* begin DATA FOR THE TASK *
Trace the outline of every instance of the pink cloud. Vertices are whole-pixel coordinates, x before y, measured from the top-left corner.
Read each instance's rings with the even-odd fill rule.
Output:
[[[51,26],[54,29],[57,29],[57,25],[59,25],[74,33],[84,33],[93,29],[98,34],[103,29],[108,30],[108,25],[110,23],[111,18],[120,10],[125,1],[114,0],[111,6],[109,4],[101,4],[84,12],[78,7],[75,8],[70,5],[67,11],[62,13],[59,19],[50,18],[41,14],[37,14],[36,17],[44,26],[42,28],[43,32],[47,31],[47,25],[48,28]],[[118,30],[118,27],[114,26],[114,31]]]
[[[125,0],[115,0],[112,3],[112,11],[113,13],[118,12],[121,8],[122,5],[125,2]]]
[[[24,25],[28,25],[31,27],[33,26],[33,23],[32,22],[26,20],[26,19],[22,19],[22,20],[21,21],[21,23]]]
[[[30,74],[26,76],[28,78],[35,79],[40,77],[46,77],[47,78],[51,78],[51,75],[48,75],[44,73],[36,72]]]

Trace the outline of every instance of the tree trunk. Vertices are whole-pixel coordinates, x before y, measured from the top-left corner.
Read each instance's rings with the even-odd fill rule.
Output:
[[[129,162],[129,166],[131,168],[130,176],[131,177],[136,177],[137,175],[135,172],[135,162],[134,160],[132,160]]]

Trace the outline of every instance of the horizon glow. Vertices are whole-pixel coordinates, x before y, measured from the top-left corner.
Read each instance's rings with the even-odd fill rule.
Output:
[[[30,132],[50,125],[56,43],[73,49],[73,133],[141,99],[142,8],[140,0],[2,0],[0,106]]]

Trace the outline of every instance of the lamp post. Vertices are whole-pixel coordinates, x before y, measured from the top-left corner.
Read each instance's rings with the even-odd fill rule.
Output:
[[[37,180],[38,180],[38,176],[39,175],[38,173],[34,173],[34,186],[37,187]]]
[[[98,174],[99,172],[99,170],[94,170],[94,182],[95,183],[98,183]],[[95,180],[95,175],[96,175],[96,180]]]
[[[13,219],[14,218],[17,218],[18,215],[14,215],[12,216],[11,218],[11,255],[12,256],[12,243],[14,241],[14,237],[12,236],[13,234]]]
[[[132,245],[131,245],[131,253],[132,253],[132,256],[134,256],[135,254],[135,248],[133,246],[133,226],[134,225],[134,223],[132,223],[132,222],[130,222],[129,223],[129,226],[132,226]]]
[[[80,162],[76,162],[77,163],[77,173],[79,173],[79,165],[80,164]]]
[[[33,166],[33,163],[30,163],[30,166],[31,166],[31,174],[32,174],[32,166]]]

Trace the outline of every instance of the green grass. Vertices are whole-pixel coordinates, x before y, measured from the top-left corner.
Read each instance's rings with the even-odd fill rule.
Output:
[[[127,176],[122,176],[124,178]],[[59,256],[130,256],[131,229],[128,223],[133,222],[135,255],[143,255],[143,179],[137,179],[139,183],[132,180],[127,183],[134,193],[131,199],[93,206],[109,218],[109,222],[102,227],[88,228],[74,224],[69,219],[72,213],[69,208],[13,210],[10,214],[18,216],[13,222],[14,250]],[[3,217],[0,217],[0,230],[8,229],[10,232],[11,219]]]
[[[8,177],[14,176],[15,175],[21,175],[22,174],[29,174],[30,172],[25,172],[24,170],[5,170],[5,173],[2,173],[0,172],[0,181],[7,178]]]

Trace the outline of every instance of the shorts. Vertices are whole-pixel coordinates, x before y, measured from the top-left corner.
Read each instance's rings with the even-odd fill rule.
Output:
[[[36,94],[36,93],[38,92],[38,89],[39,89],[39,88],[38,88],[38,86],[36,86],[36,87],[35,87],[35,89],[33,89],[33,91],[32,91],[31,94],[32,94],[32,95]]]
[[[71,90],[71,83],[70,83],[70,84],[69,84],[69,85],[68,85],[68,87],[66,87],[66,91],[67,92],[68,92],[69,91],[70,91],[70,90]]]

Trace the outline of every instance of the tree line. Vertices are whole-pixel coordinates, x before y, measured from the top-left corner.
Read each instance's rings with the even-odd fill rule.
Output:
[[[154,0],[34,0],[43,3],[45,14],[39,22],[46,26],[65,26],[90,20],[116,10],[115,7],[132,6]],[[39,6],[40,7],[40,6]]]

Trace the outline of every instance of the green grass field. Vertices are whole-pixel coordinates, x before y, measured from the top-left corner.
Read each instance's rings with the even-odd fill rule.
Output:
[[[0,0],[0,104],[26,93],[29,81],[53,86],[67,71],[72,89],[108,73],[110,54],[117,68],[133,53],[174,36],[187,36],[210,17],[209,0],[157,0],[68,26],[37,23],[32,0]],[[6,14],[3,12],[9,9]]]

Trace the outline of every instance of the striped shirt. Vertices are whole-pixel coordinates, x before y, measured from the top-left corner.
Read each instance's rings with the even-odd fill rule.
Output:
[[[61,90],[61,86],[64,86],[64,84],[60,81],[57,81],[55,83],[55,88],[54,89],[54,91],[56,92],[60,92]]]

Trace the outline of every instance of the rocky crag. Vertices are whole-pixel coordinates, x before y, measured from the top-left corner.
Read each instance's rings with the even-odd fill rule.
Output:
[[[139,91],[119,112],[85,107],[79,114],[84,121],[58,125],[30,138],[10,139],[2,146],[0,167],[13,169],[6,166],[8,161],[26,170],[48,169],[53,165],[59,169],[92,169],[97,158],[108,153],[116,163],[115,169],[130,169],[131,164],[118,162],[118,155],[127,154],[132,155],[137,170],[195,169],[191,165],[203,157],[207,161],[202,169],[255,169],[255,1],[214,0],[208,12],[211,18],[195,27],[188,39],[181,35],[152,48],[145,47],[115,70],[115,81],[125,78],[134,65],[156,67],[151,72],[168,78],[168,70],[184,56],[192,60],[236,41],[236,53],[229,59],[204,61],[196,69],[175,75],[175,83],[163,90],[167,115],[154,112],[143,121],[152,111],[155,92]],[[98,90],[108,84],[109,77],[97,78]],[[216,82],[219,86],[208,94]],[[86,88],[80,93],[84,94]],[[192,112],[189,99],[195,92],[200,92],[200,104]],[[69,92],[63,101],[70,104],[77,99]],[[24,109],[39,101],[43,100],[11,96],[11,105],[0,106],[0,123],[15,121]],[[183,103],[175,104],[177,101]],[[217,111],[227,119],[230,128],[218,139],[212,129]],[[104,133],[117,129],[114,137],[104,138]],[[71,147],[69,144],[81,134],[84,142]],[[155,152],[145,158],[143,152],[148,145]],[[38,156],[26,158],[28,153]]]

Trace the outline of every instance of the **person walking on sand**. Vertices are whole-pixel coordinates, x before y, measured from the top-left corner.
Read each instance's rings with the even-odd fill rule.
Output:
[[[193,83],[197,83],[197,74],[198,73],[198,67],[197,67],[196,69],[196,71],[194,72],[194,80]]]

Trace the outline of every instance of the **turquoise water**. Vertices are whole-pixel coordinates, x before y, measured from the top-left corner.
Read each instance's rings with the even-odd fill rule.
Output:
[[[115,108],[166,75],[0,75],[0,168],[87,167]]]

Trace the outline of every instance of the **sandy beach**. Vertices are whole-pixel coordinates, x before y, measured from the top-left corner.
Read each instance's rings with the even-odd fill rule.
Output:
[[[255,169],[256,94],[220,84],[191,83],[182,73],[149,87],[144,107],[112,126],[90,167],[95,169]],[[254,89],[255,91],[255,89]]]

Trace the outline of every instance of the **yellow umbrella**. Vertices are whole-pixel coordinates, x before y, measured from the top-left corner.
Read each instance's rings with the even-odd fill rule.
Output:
* end DATA FOR THE TASK *
Reproduce every row above word for word, from the first line to the last.

COMPLETE OUTPUT –
Trace the outline of every instance of the pink cloud. Vertices are whole-pixel coordinates, x before y, measured from the top-left corner.
Read each instance's rings with the even-odd fill rule.
Output:
[[[51,26],[54,29],[57,29],[57,25],[59,25],[74,33],[84,33],[93,29],[98,34],[103,29],[108,30],[108,25],[110,23],[111,18],[120,10],[125,1],[114,0],[111,6],[109,4],[101,4],[84,12],[78,7],[75,8],[70,5],[67,11],[62,13],[59,19],[50,18],[41,14],[37,14],[36,17],[44,26],[42,28],[43,32],[47,31],[47,25],[48,28]],[[118,30],[118,27],[114,26],[114,31]]]
[[[125,0],[115,0],[112,3],[112,11],[113,13],[118,12],[121,8],[122,5],[125,2]]]
[[[24,25],[28,25],[31,27],[33,26],[33,23],[32,22],[26,20],[26,19],[22,19],[22,20],[21,21],[21,23]]]
[[[30,74],[26,76],[28,78],[35,79],[40,77],[46,77],[47,78],[51,78],[51,75],[48,75],[44,73],[36,72]]]

Trace the outline of every instance of the tree trunk. Vertices are whole-pixel coordinates, x before y, measured from the top-left corner.
Read each instance's rings with the even-odd fill rule.
Output:
[[[129,162],[129,166],[131,168],[130,176],[131,177],[136,177],[137,175],[135,172],[135,162],[134,160],[132,160]]]

Trace the outline of every instance of the horizon glow. Vertices are whole-pixel coordinates, x before y, measured from the top-left corner.
Read each instance's rings with the even-odd fill rule.
Output:
[[[30,132],[50,125],[56,43],[73,49],[73,133],[141,99],[142,8],[140,0],[2,0],[0,106]]]

Trace the outline of every instance of the lamp post. Vertices are whole-pixel coordinates, x before y, measured from the top-left corner.
Read each instance's rings with the even-odd fill rule.
Output:
[[[37,180],[38,180],[38,176],[39,175],[38,173],[34,173],[34,186],[37,187]]]
[[[98,174],[99,172],[99,170],[94,170],[94,182],[95,183],[98,183]],[[95,180],[95,175],[96,175],[96,180]]]
[[[13,219],[14,218],[17,218],[18,215],[14,215],[12,216],[11,218],[11,255],[12,256],[12,243],[14,241],[14,237],[12,236],[13,234]]]
[[[132,245],[131,245],[131,253],[132,253],[132,256],[134,256],[135,254],[135,248],[133,246],[133,226],[134,225],[134,223],[132,223],[132,222],[130,222],[129,223],[129,226],[132,226]]]
[[[80,162],[76,162],[77,163],[77,173],[79,173],[79,165],[80,164]]]
[[[33,166],[33,163],[30,163],[30,166],[31,166],[31,174],[32,174],[32,166]]]

Trace the outline of every instance of the green grass. Vertices are whole-pixel coordinates, x before y, measured from the top-left corner.
Read each instance's rings with the even-odd fill rule.
Output:
[[[127,176],[122,176],[124,178]],[[59,256],[130,256],[131,229],[128,223],[133,222],[135,255],[143,255],[143,179],[137,179],[139,183],[132,180],[127,183],[134,193],[131,199],[93,206],[109,218],[109,222],[102,227],[88,228],[74,224],[69,219],[72,213],[69,208],[13,210],[10,214],[18,216],[13,222],[14,250]],[[3,217],[0,217],[0,230],[8,229],[10,232],[11,219]]]
[[[8,177],[14,176],[15,175],[21,175],[22,174],[29,174],[30,172],[25,172],[24,170],[5,170],[5,173],[2,173],[0,172],[0,181],[7,178]]]

Trace the outline of every instance of the shorts. Vertices are whole-pixel coordinates, x before y, measured from the top-left corner.
Read each instance's rings with the even-odd fill rule.
Output:
[[[36,94],[36,93],[38,92],[38,89],[39,89],[39,88],[38,88],[38,86],[36,86],[36,87],[35,87],[35,89],[33,89],[33,91],[32,91],[31,94],[32,94],[32,95]]]
[[[71,90],[71,83],[70,83],[70,84],[69,84],[69,85],[68,85],[68,87],[66,87],[66,91],[67,92],[68,92],[69,91],[70,91],[70,90]]]

Trace the outline of every instance of the tree line. Vertices are whole-pixel coordinates, x before y, measured from the top-left corner.
Read each instance's rings with the even-odd fill rule.
Output:
[[[154,0],[34,0],[43,3],[45,14],[39,22],[46,26],[65,26],[90,20],[116,10],[115,7],[132,6]],[[39,6],[40,7],[40,6]]]

Trace the outline of every instance of the green grass field. Vertices are whole-pixel coordinates, x before y, measured from the top-left corner.
Read each instance's rings with the even-odd fill rule.
Output:
[[[0,0],[0,104],[26,93],[29,81],[53,86],[67,71],[72,89],[108,73],[110,54],[117,68],[133,53],[174,36],[187,36],[210,17],[209,0],[157,0],[68,26],[37,23],[32,0]],[[6,14],[3,12],[9,9]]]

Trace the outline of every instance of the striped shirt. Vertices are whole-pixel coordinates, x before y, measured from the top-left corner.
Read each instance's rings with the even-odd fill rule.
Output:
[[[61,90],[61,86],[64,86],[64,84],[60,81],[57,81],[55,83],[55,88],[54,89],[54,91],[56,92],[60,92]]]

Trace the outline of every instance of the rocky crag. Vertices are whole-pixel coordinates, x before y, measured from the top-left corner.
Read each instance's rings with the even-odd fill rule.
Output:
[[[139,91],[119,112],[85,107],[79,114],[84,121],[58,125],[30,138],[10,139],[2,146],[0,167],[13,169],[6,166],[8,161],[26,170],[48,169],[53,165],[59,169],[92,169],[97,158],[108,153],[116,163],[115,169],[130,169],[131,164],[118,162],[118,155],[127,154],[132,155],[137,170],[195,169],[191,165],[203,157],[207,161],[202,169],[255,169],[255,1],[214,0],[208,12],[211,18],[195,27],[188,39],[181,35],[152,48],[145,47],[115,70],[115,81],[125,78],[134,65],[156,67],[151,72],[168,78],[168,70],[184,56],[192,60],[236,41],[236,53],[229,59],[204,61],[196,69],[175,75],[175,83],[163,90],[167,115],[154,112],[143,121],[152,111],[155,92]],[[98,90],[108,84],[109,77],[97,78]],[[216,82],[219,86],[208,94]],[[86,88],[80,93],[84,94]],[[192,112],[189,99],[195,92],[200,92],[200,104]],[[69,92],[63,101],[70,104],[77,99]],[[24,109],[39,101],[43,100],[11,96],[11,105],[0,106],[0,123],[15,121]],[[183,103],[175,104],[177,101]],[[217,111],[227,119],[230,128],[218,139],[212,129]],[[104,133],[117,129],[114,137],[104,138]],[[71,147],[69,144],[81,134],[84,142]],[[155,152],[145,158],[143,152],[148,145]],[[38,156],[26,158],[28,153]]]

Trace the outline of every instance of the **person walking on sand**. Vertices are whole-pixel coordinates, x before y, measured from the top-left corner.
Read each instance's rings with the even-odd fill rule.
Output:
[[[193,83],[197,83],[197,74],[198,73],[198,67],[197,67],[196,69],[196,71],[194,72],[194,80]]]

Trace the outline of every instance of the **turquoise water**. Vertices are whole-pixel coordinates, x before y, measured from the top-left corner.
Read each instance's rings with the even-odd fill rule.
Output:
[[[115,108],[166,75],[0,75],[0,168],[87,167]]]

Trace the outline of every instance of the **sandy beach**. Vertices are whole-pixel coordinates, x before y, measured from the top-left corner.
Read each instance's rings with the even-odd fill rule.
Output:
[[[255,169],[256,94],[220,84],[191,83],[182,73],[149,87],[144,107],[112,126],[90,167],[95,169]],[[254,89],[255,91],[255,89]]]

Trace the outline of every instance of the **yellow umbrella**. Vertices are whole-pixel coordinates, x before y, measured from the top-left corner.
Read each instance's rings with the even-odd fill rule.
Output:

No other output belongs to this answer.